-- EXCERPT follows --

For the past 12 years, abbot Shi refused to accept any government support or private donation.
Shi said what the children need the most is not money but constant care.
Luo said Shi underwent surgery for cancer four years ago and worries that the children will be left unattended after he dies.
Zifeng is not the only temple in the city that adopts orphans.
Abbot Shi Yaoyu of Shuangfeng Temple said it has more than 50 orphans.
In 2009, Gushan Temple accepted 11 trafficked babies who had been sent there by policemen.
Jieyang City has about 3,260 orphans with 91 living in welfare homes and 324 in temples and other private institutions. As many as 2,568 children are living by themselves or with their relatives, according to the director of the city's civil affair bureau Yuan Luewen.
Yue Jinglun, professor at Zhongshan University in Guangdong Province, said the incident of trying to borrow orphans reflects the negligence of governments of all levels.
Higher-level governments should have noticed Rongcheng's empty-shell welfare center and ordered it to change. The local government should have invested more in children's welfare, since it was obviously aware of the fact that the local temples were turning into orphanages, said Yue.

-- EXCERPT concluded --

§ TASK TO COMPLETE:
Take the part of the passage about temple orphans that opens with the words containing "Shi said what" and closes with "of all levels.", and write it out again, changing "orphans" to "foundlings". The saved data entries have no connection to the passage about temple orphans.

-- RECORDS follows --

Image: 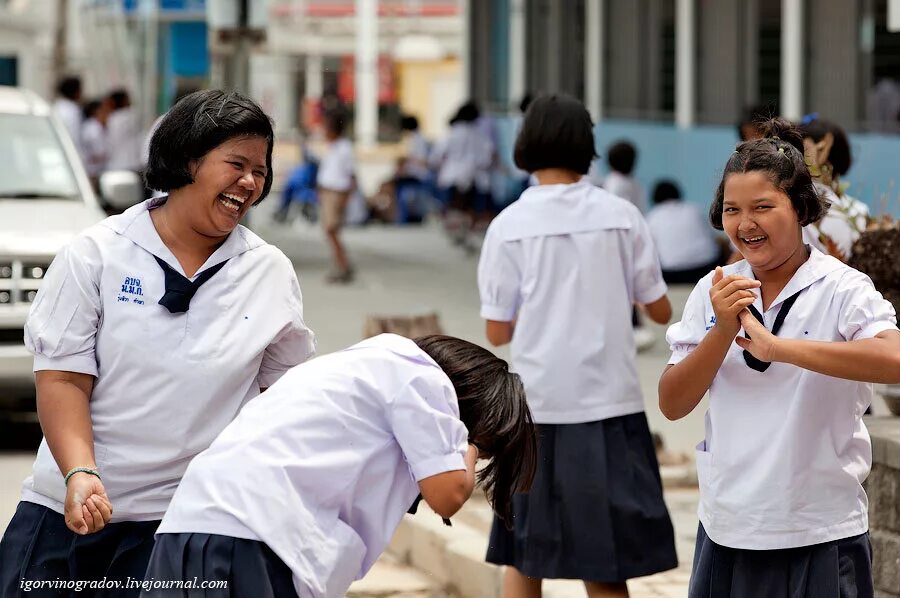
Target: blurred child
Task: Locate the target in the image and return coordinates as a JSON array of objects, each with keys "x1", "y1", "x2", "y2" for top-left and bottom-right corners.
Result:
[
  {"x1": 647, "y1": 181, "x2": 728, "y2": 284},
  {"x1": 316, "y1": 113, "x2": 356, "y2": 283},
  {"x1": 478, "y1": 95, "x2": 678, "y2": 598},
  {"x1": 431, "y1": 102, "x2": 493, "y2": 245},
  {"x1": 142, "y1": 334, "x2": 536, "y2": 598},
  {"x1": 659, "y1": 119, "x2": 900, "y2": 598},
  {"x1": 601, "y1": 141, "x2": 647, "y2": 214}
]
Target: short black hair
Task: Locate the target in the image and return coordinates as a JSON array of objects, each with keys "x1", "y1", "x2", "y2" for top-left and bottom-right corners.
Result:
[
  {"x1": 81, "y1": 100, "x2": 103, "y2": 120},
  {"x1": 323, "y1": 110, "x2": 347, "y2": 137},
  {"x1": 606, "y1": 141, "x2": 637, "y2": 176},
  {"x1": 800, "y1": 118, "x2": 853, "y2": 176},
  {"x1": 737, "y1": 104, "x2": 777, "y2": 141},
  {"x1": 413, "y1": 334, "x2": 538, "y2": 527},
  {"x1": 519, "y1": 91, "x2": 534, "y2": 114},
  {"x1": 513, "y1": 94, "x2": 597, "y2": 174},
  {"x1": 450, "y1": 100, "x2": 481, "y2": 125},
  {"x1": 653, "y1": 180, "x2": 681, "y2": 205},
  {"x1": 400, "y1": 114, "x2": 419, "y2": 131},
  {"x1": 709, "y1": 118, "x2": 829, "y2": 230},
  {"x1": 56, "y1": 77, "x2": 81, "y2": 100},
  {"x1": 144, "y1": 89, "x2": 275, "y2": 203}
]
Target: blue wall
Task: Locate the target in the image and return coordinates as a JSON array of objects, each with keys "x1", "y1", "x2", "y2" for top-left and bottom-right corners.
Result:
[{"x1": 497, "y1": 117, "x2": 900, "y2": 216}]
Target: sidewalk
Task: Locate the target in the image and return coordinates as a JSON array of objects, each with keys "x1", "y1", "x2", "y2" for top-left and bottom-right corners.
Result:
[{"x1": 254, "y1": 216, "x2": 703, "y2": 598}]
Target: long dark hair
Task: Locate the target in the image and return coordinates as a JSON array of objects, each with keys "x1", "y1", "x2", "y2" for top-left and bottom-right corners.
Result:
[
  {"x1": 414, "y1": 334, "x2": 537, "y2": 526},
  {"x1": 709, "y1": 118, "x2": 829, "y2": 230}
]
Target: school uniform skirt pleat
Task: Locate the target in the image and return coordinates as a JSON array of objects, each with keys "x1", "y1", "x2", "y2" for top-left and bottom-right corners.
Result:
[
  {"x1": 487, "y1": 413, "x2": 678, "y2": 583},
  {"x1": 141, "y1": 534, "x2": 297, "y2": 598},
  {"x1": 688, "y1": 524, "x2": 875, "y2": 598},
  {"x1": 0, "y1": 501, "x2": 159, "y2": 598}
]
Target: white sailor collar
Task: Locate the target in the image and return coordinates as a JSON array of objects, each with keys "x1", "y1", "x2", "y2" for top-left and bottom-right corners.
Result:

-- RECORDS concluded --

§ RESULT FOR THIS EXERCISE:
Shi said what the children need the most is not money but constant care.
Luo said Shi underwent surgery for cancer four years ago and worries that the children will be left unattended after he dies.
Zifeng is not the only temple in the city that adopts foundlings.
Abbot Shi Yaoyu of Shuangfeng Temple said it has more than 50 foundlings.
In 2009, Gushan Temple accepted 11 trafficked babies who had been sent there by policemen.
Jieyang City has about 3,260 foundlings with 91 living in welfare homes and 324 in temples and other private institutions. As many as 2,568 children are living by themselves or with their relatives, according to the director of the city's civil affair bureau Yuan Luewen.
Yue Jinglun, professor at Zhongshan University in Guangdong Province, said the incident of trying to borrow foundlings reflects the negligence of governments of all levels.